Source text:
################

README.md
In mlapi: Abstract Classes for Building 'scikit-learn' Like API

title: "Developing machine learning models with 'mlapi'" author: "Dmitry Selivanov" date: "2022-04-24" output: rmarkdown::html_vignette: keep_md: true vignette: > %\VignetteIndexEntry{Developing machine learning models with 'mlapi'} %\VignetteEngine{knitr::rmarkdown} %\VignetteEncoding{UTF-8}

mlapi

Idea of the mlapi package is to provide guideline on how to implement interfaces of the machine learning models in order to have unified consistent flow. API design is mainly borrowed from very successful python scikit-learn package. At the moment scope is limited to the following base classes:

mlapiEstimation/mlapiEstimationOnline - models which implements supervised learning - regression or classification
mlapiTransformation/mlapiTransformationOnline - models which learn transformations of the data. For example model can learn TF-IDF on some matrix and apply it to the other holdout matrix
mlapiDecomposition/mlapiDecompositionOnline - models which decompose input matrix into two matrices (usually low rank). A good example could be matrix factorization where input matrix $X$ decomposed into 2 matrices $P$ and $Q$ so $X \approx P Q$.

All the base classes above suggest developer to implement set of methods and expose set of members. Developer should provide realization of the class which inherits from a corresponding base class above.

There are several agreements which helps to maintain consistent workflow.

In opposite to the most of the R packages mlapi defines models to be mutable and internally implemented as R6 classes.
Model creation is a declarative process where all the model parameters should be passed to the constructor. Model creation is separate to model fitting: model = SomeModel$new(param_1 = 1, param_2 = 10).
Depending on the base class models should implement following methods for model training:
- fit - mlapiEstimation
- fit_transform - mlapiTransformation, mlapiDecomposition
- partial_fit - mlapiEstimationOnline, mlapiTransformationOnline, mlapiDecompositionOnline
Depending on the base class models should implement following methods for model transformations/predictions:
- predict - mlapiEstimation, mlapiEstimationOnline
- transform - mlapiTransformation, mlapiTransformationOnline, mlapiDecomposition, mlapiDecompositionOnline
After mlapiDecomposition/mlapiDecompositionOnline model fitting field private$components_ should be initialized (mind undescore at the end!). It should contain matrix $Q$ (as per $X \approx P Q$).

################

Data lines:
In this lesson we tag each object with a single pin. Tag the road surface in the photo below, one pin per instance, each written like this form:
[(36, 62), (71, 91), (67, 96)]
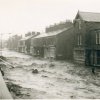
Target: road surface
[(55, 80)]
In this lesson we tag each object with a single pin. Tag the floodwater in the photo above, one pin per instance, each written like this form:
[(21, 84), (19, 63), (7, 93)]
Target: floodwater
[(57, 79)]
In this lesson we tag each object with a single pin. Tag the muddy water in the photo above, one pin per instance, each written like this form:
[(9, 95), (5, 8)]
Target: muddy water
[(62, 80)]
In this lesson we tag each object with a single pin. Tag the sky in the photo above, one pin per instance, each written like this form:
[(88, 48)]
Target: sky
[(22, 16)]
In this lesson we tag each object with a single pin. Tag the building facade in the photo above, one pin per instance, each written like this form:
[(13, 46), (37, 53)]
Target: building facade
[(87, 30)]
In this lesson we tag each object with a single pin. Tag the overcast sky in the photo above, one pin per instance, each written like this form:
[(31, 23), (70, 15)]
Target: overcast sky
[(21, 16)]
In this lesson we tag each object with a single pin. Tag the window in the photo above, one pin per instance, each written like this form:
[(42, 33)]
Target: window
[(98, 38), (79, 39)]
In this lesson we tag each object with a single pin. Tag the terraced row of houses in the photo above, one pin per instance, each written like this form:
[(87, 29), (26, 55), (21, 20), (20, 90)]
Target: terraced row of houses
[(78, 40)]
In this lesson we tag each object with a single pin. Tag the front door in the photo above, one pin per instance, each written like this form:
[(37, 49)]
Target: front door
[(88, 57)]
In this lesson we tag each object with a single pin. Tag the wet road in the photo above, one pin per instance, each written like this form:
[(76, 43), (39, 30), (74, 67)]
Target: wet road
[(61, 80)]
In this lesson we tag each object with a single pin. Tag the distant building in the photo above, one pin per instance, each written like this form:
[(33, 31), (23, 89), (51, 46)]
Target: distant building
[(12, 42), (56, 43), (24, 44), (87, 38)]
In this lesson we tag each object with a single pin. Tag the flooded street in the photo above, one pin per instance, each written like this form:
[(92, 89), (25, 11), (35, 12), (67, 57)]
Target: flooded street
[(57, 79)]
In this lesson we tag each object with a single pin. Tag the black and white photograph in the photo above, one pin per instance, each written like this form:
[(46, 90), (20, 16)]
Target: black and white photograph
[(49, 49)]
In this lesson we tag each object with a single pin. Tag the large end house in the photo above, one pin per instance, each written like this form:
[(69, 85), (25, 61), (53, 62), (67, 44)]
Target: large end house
[(87, 38)]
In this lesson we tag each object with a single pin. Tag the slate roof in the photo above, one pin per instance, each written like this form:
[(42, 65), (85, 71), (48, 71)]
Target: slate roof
[(89, 16)]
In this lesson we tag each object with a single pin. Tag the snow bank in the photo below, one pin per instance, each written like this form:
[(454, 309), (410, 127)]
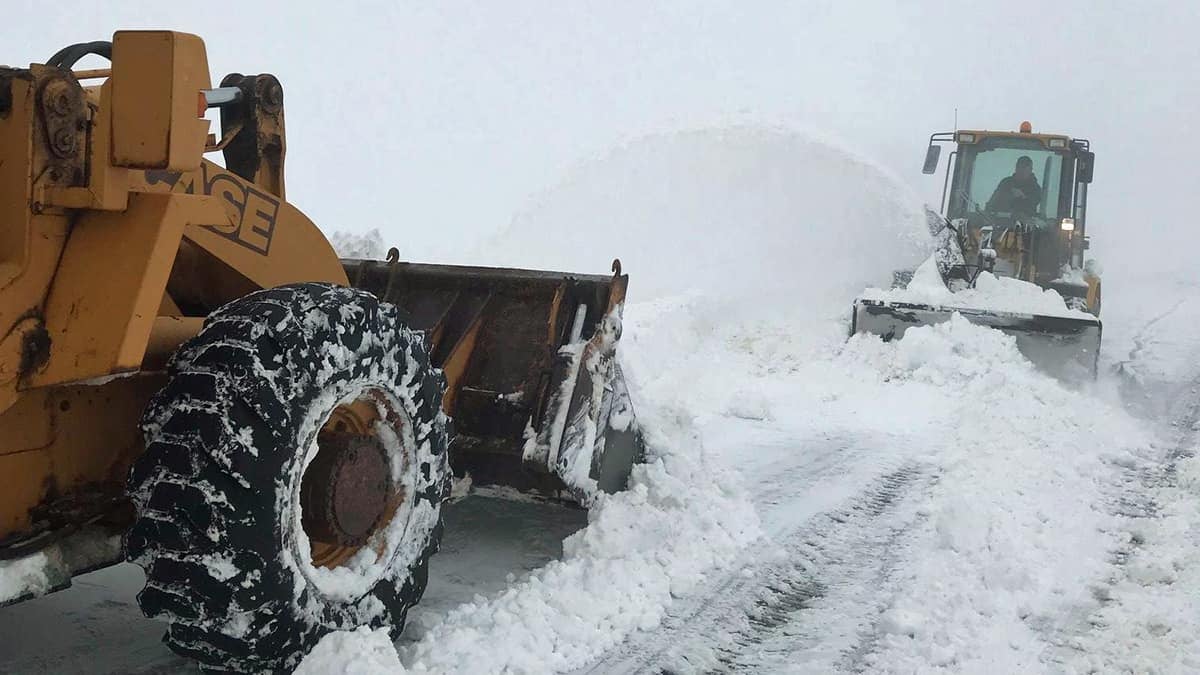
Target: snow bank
[(990, 292), (641, 549), (353, 652), (23, 575), (1017, 529)]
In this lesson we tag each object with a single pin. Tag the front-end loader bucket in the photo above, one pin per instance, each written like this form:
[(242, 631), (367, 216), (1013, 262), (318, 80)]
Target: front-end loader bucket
[(1066, 347), (533, 386)]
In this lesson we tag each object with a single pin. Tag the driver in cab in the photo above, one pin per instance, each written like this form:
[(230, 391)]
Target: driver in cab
[(1018, 193)]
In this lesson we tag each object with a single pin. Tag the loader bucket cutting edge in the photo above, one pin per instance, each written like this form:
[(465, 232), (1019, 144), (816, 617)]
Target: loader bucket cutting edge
[(533, 384), (1066, 347)]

################

What is required:
Name each base class that the mlapi README defines.

Solution to this problem:
mlapiEstimation
mlapiEstimationOnline
mlapiTransformation
mlapiTransformationOnline
mlapiDecomposition
mlapiDecompositionOnline